[Supplied information — start]
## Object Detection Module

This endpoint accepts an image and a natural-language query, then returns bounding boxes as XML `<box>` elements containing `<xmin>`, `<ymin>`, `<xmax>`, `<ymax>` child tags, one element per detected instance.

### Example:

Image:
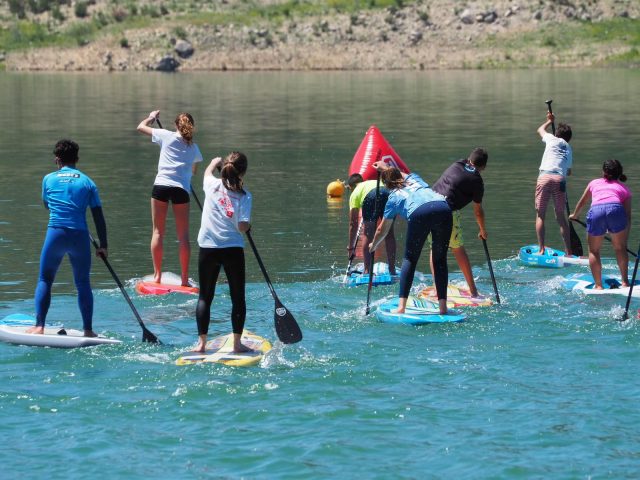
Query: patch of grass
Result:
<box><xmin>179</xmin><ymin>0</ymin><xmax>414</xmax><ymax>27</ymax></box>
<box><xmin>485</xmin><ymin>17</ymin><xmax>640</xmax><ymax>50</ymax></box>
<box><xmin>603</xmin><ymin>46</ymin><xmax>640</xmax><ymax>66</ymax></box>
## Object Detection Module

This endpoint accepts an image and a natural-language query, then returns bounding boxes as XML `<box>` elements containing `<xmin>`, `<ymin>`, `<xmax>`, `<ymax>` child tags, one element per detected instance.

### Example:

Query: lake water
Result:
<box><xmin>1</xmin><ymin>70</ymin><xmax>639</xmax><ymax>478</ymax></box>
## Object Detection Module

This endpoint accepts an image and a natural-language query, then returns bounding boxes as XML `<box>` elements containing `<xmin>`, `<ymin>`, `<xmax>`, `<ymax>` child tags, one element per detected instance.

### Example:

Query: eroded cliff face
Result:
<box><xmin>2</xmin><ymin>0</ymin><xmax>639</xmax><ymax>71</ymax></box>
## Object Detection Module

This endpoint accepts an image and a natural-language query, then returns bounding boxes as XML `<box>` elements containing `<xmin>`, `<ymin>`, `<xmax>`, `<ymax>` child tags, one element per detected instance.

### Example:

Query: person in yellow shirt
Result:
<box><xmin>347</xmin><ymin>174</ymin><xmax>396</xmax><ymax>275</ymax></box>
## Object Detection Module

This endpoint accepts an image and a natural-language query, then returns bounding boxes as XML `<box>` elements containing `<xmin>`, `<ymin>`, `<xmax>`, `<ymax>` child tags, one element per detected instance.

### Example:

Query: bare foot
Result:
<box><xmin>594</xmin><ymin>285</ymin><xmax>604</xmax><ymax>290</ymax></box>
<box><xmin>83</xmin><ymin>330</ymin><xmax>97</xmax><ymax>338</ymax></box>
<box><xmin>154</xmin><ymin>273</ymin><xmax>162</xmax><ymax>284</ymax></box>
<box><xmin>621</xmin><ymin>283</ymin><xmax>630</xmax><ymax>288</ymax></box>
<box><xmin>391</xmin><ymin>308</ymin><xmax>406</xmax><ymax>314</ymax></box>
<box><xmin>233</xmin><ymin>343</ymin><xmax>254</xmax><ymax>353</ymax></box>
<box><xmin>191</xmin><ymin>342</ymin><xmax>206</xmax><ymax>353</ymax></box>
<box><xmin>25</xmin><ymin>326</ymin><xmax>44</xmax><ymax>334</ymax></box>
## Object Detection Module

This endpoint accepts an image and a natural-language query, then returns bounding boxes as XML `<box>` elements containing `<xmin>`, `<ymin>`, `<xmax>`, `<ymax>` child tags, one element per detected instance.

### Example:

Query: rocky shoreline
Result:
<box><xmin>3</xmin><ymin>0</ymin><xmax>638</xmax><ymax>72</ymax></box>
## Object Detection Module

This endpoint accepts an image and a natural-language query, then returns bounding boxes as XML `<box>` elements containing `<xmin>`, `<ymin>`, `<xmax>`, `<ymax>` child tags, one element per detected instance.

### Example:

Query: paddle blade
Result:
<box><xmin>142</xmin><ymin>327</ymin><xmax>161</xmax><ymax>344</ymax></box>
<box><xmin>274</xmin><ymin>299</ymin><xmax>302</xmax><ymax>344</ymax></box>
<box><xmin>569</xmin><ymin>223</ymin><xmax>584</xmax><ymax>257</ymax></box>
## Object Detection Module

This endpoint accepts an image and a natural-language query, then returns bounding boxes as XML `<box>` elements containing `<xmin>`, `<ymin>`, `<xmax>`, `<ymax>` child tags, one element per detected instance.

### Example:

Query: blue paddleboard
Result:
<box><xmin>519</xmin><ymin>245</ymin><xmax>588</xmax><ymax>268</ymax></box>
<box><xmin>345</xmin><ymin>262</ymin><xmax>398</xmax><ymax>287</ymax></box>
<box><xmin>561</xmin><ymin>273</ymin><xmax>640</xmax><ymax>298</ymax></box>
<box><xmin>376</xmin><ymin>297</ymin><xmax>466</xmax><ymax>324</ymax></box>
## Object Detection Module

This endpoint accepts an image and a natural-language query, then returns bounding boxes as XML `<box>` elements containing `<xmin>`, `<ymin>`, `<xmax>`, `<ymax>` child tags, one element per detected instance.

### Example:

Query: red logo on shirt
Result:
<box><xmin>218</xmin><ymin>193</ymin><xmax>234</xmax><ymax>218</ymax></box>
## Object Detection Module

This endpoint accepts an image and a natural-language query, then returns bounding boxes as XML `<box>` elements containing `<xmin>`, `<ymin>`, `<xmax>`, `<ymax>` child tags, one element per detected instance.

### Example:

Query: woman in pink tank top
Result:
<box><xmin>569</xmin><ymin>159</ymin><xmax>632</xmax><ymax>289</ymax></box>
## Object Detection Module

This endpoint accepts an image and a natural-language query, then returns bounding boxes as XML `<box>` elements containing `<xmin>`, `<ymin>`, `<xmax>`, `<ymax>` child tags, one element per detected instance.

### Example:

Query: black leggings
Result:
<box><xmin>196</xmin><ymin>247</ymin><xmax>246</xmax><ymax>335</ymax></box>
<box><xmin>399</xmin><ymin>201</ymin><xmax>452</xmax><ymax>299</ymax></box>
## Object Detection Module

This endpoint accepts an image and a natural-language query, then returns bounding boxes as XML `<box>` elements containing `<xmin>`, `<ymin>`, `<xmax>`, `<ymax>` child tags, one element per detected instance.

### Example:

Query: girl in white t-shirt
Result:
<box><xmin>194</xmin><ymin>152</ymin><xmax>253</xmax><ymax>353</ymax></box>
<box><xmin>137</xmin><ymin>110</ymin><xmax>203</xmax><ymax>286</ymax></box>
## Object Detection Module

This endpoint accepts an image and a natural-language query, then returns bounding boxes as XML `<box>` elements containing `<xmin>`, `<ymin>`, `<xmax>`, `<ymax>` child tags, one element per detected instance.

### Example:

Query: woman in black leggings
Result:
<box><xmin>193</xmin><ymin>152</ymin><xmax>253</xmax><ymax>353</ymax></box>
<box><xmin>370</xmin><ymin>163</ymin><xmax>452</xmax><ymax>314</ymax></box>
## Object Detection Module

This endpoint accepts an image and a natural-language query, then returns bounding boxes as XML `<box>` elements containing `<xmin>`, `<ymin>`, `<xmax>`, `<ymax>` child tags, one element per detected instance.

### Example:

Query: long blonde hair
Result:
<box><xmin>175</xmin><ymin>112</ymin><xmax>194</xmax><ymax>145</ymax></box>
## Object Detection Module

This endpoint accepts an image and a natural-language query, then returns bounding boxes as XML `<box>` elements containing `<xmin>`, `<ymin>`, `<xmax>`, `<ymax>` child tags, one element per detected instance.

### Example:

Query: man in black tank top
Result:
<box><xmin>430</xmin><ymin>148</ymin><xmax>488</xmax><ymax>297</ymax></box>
[Supplied information — finish]
▶ **The task**: Give only the number of lines in the data that hold the word "woman".

▶ **Solution to the exercise**: 2